* begin *

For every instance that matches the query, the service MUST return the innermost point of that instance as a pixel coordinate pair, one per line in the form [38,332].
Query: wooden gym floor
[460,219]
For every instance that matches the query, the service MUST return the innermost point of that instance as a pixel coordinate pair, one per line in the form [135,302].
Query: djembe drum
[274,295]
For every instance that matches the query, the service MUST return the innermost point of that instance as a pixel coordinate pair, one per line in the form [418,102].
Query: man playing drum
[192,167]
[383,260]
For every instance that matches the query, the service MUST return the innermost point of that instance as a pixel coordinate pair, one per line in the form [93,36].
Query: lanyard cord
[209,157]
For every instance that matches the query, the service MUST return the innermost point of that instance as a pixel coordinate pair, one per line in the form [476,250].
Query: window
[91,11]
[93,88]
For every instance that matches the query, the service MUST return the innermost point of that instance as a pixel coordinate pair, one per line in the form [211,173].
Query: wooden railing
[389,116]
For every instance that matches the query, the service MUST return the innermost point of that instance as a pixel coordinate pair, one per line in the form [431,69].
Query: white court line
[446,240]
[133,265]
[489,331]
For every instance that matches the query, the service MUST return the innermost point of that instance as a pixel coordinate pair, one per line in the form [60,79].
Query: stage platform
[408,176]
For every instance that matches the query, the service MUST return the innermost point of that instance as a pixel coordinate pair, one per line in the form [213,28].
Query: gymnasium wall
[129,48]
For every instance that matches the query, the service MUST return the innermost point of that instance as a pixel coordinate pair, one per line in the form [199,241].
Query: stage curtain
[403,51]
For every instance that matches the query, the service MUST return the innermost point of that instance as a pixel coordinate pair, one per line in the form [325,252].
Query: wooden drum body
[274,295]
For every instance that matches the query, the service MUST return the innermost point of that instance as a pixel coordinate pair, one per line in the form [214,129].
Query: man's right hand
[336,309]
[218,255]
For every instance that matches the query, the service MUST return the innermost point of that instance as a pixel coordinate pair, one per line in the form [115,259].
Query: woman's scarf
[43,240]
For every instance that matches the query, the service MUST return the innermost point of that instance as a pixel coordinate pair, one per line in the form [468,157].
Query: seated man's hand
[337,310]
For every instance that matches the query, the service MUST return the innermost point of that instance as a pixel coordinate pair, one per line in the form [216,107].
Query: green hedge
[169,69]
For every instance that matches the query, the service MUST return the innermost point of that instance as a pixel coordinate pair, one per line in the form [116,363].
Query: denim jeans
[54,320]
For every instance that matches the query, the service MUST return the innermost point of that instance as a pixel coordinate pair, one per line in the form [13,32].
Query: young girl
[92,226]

* end *

Aim of the exercise | Give the material above again, word for word.

Answer to the task |
For every instance that matches the query, the service MUST return the innermost point of that instance as a pixel coordinate pair, one per line in the form [38,332].
Query: wooden gym floor
[460,219]
For every instance that matches the query, the service MUST return the innermost point of that instance as a pixel coordinate pair, one per line in the form [135,302].
Query: djembe drum
[274,295]
For every instance that matches the query, the service MUST return the innermost point of that instance as a pixel coordinate pair, one per line in the form [418,102].
Query: man playing drum
[192,167]
[383,260]
For every instance that matches the query, the service MUST return the innermost point of that instance as a pixel coordinate pair, one per line in the form [93,36].
Query: lanyard cord
[209,157]
For every instance that matches the query, the service MUST return the innermost point of that instance as a pixel coordinate pair, one per line in the form [476,250].
Query: window
[91,11]
[93,88]
For every instance that matches the query, the service MUST return the innermost point of that instance as a pixel coordinate pair, one per line in the form [211,173].
Query: wooden railing
[389,116]
For every instance that matches the query, the service MUST return the innermost point of that instance as a pixel coordinate pair, one per line in the form [431,69].
Query: white court line
[446,240]
[133,265]
[489,331]
For every instance that matches the query, the service MUST return the innermost point of that instance as a pixel coordinate pair, one per line in the form [60,79].
Query: stage platform
[408,176]
For every instance that matches the query, the service MUST return the innermost point of that instance as a pixel coordinate pair, one per line in the form [213,28].
Query: gymnasium wall
[129,48]
For every instance that matches the query, the service MUST return the innermost point of that instance as a pixel coordinate pair, one per line in the form [199,241].
Query: stage curtain
[403,51]
For every instance that matches the query, the service MUST return the innermost point of that instance as a pixel coordinate pair, one per line in the form [325,252].
Query: wooden drum body
[274,295]
For every instance that matches the query, the service MUST return the innermost point of that instance as a pixel coordinate pair, one per line in the form [214,129].
Query: man's right hand
[336,309]
[218,255]
For every instance that matches the query, the service MUST return the innermost point of that instance as a pixel coordinate pair, one per line in the form [115,259].
Query: woman's scarf
[43,240]
For every instance that matches the query, the service MUST return the innermost point of that instance as a pixel coordinate pair, one per line in the form [468,157].
Query: seated man's hand
[337,310]
For every instance that matches the query, the service MUST return the innermost point of that instance as a pixel coordinate pair, one per line in the form [216,107].
Query: green hedge
[169,69]
For every instance that matches the query, the service MUST return the innermost point of that instance as a pixel coordinate pair, one per line in the form [116,363].
Query: denim jeans
[54,320]
For every instance that matches the query, the service MUST return the innermost point of that instance as a pixel coordinate pair, one per line in the form [13,32].
Query: young girl
[92,226]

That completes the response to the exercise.